## [STATED GOAL]
Format the items below as a Markdown table with the columns Row and Line. Put each line's number in Row and its text in Line, and skip any blank lines.
== RECORDED INFORMATION
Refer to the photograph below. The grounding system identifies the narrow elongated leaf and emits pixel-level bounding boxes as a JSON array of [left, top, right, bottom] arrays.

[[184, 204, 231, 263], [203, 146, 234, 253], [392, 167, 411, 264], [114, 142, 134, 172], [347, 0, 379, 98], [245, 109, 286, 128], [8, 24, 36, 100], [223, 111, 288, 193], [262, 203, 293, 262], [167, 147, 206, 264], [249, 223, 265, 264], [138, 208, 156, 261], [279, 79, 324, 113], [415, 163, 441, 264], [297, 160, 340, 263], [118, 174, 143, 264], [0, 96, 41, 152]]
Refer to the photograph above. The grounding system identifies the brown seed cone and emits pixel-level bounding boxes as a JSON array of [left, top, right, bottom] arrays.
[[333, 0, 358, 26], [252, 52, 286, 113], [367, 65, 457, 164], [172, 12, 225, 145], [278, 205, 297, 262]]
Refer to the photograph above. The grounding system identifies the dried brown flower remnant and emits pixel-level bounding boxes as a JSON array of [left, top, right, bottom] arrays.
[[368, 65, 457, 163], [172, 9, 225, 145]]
====
## [TASK SOLUTION]
| Row | Line |
|---|---|
| 1 | Refer to the photograph below. The grounding system identifies the narrow elongated leaf and emits pixel-level bounding boxes as a JSON array of [left, top, right, bottom] arrays. |
| 2 | [[184, 204, 231, 263], [203, 146, 234, 253], [392, 167, 411, 264], [114, 142, 134, 172], [347, 0, 379, 98], [245, 109, 286, 128], [8, 24, 36, 100], [223, 111, 288, 193], [262, 203, 293, 262], [167, 147, 206, 264], [249, 223, 265, 264], [138, 208, 156, 261], [279, 79, 324, 113], [415, 163, 441, 264], [297, 160, 340, 263], [118, 174, 143, 264], [0, 96, 41, 152]] |
| 3 | Refer to the photograph above. The grounding system identifies the brown seed cone and emits pixel-level bounding boxes as a JSON array of [left, top, right, bottom] arrays. |
| 4 | [[333, 0, 358, 26], [252, 52, 286, 113], [367, 65, 457, 164], [172, 12, 225, 145], [278, 205, 297, 262]] |
| 5 | Refer to the photograph above. The grounding system identifies the dried brown flower remnant and emits pixel-level bounding boxes as a JSON array of [left, top, right, bottom] arrays. |
| 6 | [[368, 65, 457, 163], [172, 9, 225, 145]] |